*SOURCE PASSAGE*
*** Block opens ***
Open-source terminal emulator in Java

Terminator is an open-source terminal emulator programmed in Java. It is available on Microsoft Windows, macOS, Linux and other Unix systems that use the X Window System. Terminator will run on any modern POSIX system running Java 6 or later. Terminator is licensed under the GPL-2.0-or-later license.

Terminator was originally written by Phil Norman, who produced a more-or-less usable replacement for rxvt on his own between 21 April 2004 and 28 May 2004; roughly a month of development time. Elliott Hughes took Phil's terminal emulation and used it as a base upon which he could experiment with advanced terminal emulator features and continues to actively develop Terminator. Martin Dorey ported Terminator to Cygwin.

== Features ==

- Automatic Logging - Complete logs are automatically generated of all of the user's terminal sessions.
- Drag & Drop - Text, URLs, and files from GUI file managers can be dropped on Terminator to be inserted as text, with automatic quoting of filenames containing shell meta-characters.
- Find - Terminator provides you with a find function, so users can search for text and regular expressions within their terminal (including the scrollback) in the style of less, and offering quick movement to the next or previous match.
- Horizontal Scrolling - Most terminal emulators wrap text when it intrudes upon the right margin. Terminator instead provides a horizontal scrollbar when necessary.
- Multiple Tabs - Like tabbed browsing.
- Number Reinterpretation - Terminator will recognize numbers in a variety of bases as the current selection, and add informational menu items to the pop-up menu showing the same number in other bases. No more man ascii or resorting to bc.
*** Block closes ***
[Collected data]
*** Block opens ***
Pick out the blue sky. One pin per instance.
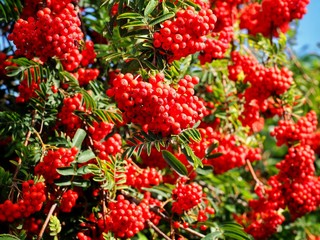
(308, 35)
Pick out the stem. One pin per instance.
(189, 230)
(44, 226)
(158, 230)
(253, 174)
(14, 179)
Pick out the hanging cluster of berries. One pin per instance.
(142, 178)
(54, 159)
(53, 31)
(289, 132)
(33, 196)
(271, 16)
(186, 34)
(27, 90)
(111, 146)
(295, 186)
(99, 130)
(186, 196)
(68, 200)
(227, 155)
(219, 41)
(263, 83)
(155, 105)
(67, 117)
(125, 219)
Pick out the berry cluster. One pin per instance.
(295, 187)
(142, 178)
(302, 196)
(99, 130)
(54, 31)
(288, 132)
(55, 159)
(155, 105)
(32, 226)
(68, 200)
(186, 196)
(232, 153)
(186, 34)
(125, 219)
(110, 146)
(85, 76)
(219, 41)
(88, 54)
(33, 196)
(271, 16)
(26, 90)
(263, 83)
(67, 117)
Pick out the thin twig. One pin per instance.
(189, 230)
(44, 226)
(253, 174)
(157, 230)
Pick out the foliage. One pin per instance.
(104, 169)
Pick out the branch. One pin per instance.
(189, 230)
(254, 176)
(158, 230)
(44, 226)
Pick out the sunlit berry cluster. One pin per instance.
(99, 130)
(111, 146)
(294, 187)
(289, 132)
(186, 34)
(67, 117)
(33, 196)
(142, 178)
(186, 196)
(124, 219)
(54, 31)
(68, 200)
(85, 76)
(55, 159)
(263, 82)
(156, 105)
(271, 16)
(27, 90)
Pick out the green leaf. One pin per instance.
*** Block closes ***
*LIST OF TASKS*
A – According to the Terminator article, who ported Terminator to Cygwin?
B – In the Terminator article, take the text between "Terminator is an" and "Terminator to Cygwin.", inclusive, and write it out again with "rxvt" swapped for "xterm".
C – Finish out the next part of the Terminator article, picking up after its last sentence.
The collected data plays no part in this work.

*OUTPUTS BY TASK*
A – Martin Dorey

B –
Terminator is an open-source terminal emulator programmed in Java. It is available on Microsoft Windows, macOS, Linux and other Unix systems that use the X Window System. Terminator will run on any modern POSIX system running Java 6 or later. Terminator is licensed under the GPL-2.0-or-later license.

Terminator was originally written by Phil Norman, who produced a more-or-less usable replacement for xterm on his own between 21 April 2004 and 28 May 2004; roughly a month of development time. Elliott Hughes took Phil's terminal emulation and used it as a base upon which he could experiment with advanced terminal emulator features and continues to actively develop Terminator. Martin Dorey ported Terminator to Cygwin.

C –
- Portability - Written mostly in Java, with a small POSIX C++ part (for pseudo-terminal support) and a Ruby invocation script, Terminator should compile out of the box on most modern desktop operating systems.
- Tab Character Handling - Many terminal emulators translate tab characters into strings of spaces. If a section of text is then copied or pasted from the terminal into a text editor, it appears as spaces rather than tabs; Terminator remembers them as tab characters.
- Unlimited Scrollback - Terminator does not throw away output when it scrolls off the top of the screen, nor when it reaches any arbitrary limit. The user must manually clear the scrollback.
- Intelligent Vertical Scrolling - Terminator's scrollbar won't keep jumping when there's output if you've deliberately scrolled back to look at part of the history, but as soon as you scroll back to the bottom again, it will resume auto-scrolling.
- Safe Quit - Terminator knows when you still have processes running, and brings up a dialog rather than just letting those processes die.
- UTF-8 - Terminator does not mangle accented characters, and it copes well with languages such as Greek where there's a mix of normal and wide glyphs.